§ **AIM OF THE EXERCISE**: Take the line that contains "of the hedge" as the first line and the final line of the records as the last; return exactly those lines and the lines between.

[Location identification items]
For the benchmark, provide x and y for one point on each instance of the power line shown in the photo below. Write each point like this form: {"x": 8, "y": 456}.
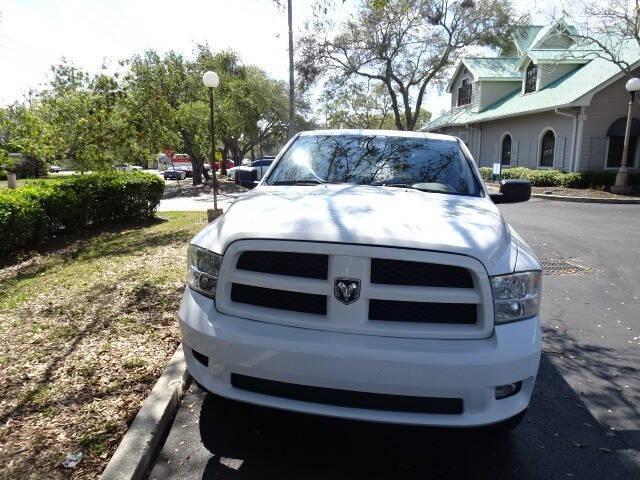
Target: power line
{"x": 19, "y": 63}
{"x": 21, "y": 53}
{"x": 31, "y": 47}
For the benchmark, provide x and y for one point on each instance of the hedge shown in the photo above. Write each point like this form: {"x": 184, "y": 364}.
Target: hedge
{"x": 35, "y": 213}
{"x": 555, "y": 178}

§ **ANSWER BELOW**:
For the benchmark, provide x and y for one point on each instance of the hedge shown in the photo above. Write each point like this form: {"x": 184, "y": 364}.
Target: hedge
{"x": 35, "y": 213}
{"x": 555, "y": 178}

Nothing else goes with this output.